DOCUMENT EXTRACT: Begin
Across the country, state legislatures are performing their constitutional duty, passing reforms to improve election procedures that worked well this past election, while addressing those that did not.
Yet as these reasonable, non-discriminatory bills are signed into law, mostly by Republican governors, a common pattern has emerged. D.C.-based Democratic Party-aligned lawyers are immediately filing lawsuits to contest the laws using local groups to establish standing.
These baseless lawsuits consist of copy-and-pasted legal briefs used to attack states focused on election integrity across the nation. With no legal leg to stand on, these lawsuits are light on facts and heavy on unsubstantiated, racially charged rhetoric. Even if these lawsuits don’t ultimately win in court, they attack the moral character of those who support these reforms while firing up left-leaning donors to fill leftists’ political coffers.
More importantly, the left’s goal in fighting these commonsense proposals is to institutionalize the unorthodox and less-secure voting procedures used during the height of the COVID challenge and make them the new norm for a post-pandemic America. Such measures include automatic registration of voters, doing away with any kind of verification that voters are who they say they are, all while pushing a massive expansion of mail-in ballots. The result will be elections that are less fair and free, in perception and reality.
DOCUMENT EXTRACT: End
ENTRIES SUPPLIED: Begin
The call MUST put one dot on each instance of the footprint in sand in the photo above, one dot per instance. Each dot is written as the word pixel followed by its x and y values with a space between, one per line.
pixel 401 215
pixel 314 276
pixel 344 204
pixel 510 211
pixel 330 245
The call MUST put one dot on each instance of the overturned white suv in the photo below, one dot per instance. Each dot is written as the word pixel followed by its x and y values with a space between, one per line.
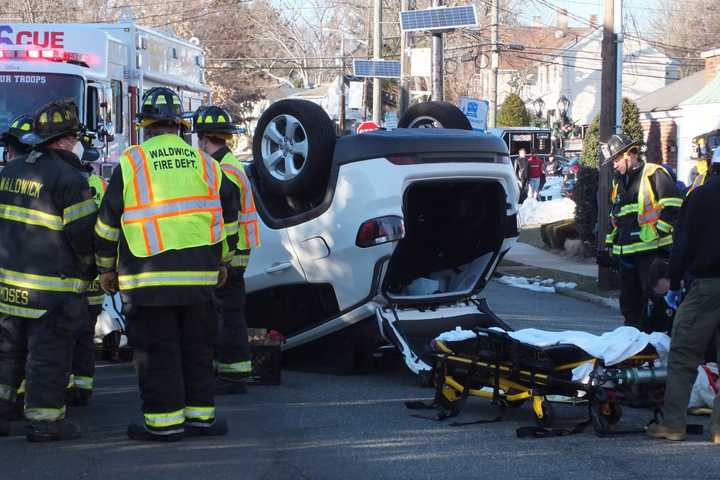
pixel 403 226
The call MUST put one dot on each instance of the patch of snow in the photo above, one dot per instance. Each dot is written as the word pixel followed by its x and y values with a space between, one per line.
pixel 532 212
pixel 537 284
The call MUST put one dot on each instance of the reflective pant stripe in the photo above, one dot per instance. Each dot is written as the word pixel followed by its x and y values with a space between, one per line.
pixel 642 246
pixel 79 210
pixel 31 217
pixel 238 367
pixel 160 279
pixel 104 262
pixel 42 282
pixel 8 393
pixel 44 414
pixel 106 232
pixel 84 383
pixel 161 420
pixel 206 414
pixel 24 312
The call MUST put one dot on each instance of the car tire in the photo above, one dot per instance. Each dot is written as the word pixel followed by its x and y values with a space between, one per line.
pixel 293 147
pixel 434 115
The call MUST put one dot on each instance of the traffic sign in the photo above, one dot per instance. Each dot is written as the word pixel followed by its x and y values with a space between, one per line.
pixel 368 126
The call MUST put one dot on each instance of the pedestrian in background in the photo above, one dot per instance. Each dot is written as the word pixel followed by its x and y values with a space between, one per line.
pixel 695 251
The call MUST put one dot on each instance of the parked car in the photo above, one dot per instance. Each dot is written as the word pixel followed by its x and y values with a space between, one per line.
pixel 405 224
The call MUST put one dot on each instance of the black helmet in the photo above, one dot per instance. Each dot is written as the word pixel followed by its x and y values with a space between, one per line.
pixel 617 145
pixel 18 127
pixel 160 104
pixel 213 119
pixel 53 120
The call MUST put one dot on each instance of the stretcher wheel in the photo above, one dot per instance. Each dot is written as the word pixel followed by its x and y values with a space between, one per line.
pixel 548 415
pixel 605 422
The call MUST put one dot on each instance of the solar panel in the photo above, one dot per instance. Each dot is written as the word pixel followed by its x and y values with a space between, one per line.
pixel 376 68
pixel 443 18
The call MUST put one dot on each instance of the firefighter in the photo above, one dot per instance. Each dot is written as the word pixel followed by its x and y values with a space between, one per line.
pixel 47 212
pixel 10 140
pixel 82 376
pixel 644 205
pixel 694 252
pixel 214 128
pixel 161 241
ENTRIES SUPPLIED: End
• YOUR INSTRUCTIONS:
Answer these questions from the election-reform text.
(a) Who signed most of the election bills into law?
(b) What does the text say the lawsuits consist of?
(c) What three measures does the text list among the voting procedures the left wants to make the norm?

• ANSWER SPACE:
(a) Republican governors.
(b) Copy-and-pasted legal briefs.
(c) Automatic registration of voters, doing away with any kind of verification that voters are who they say they are, and a massive expansion of mail-in ballots.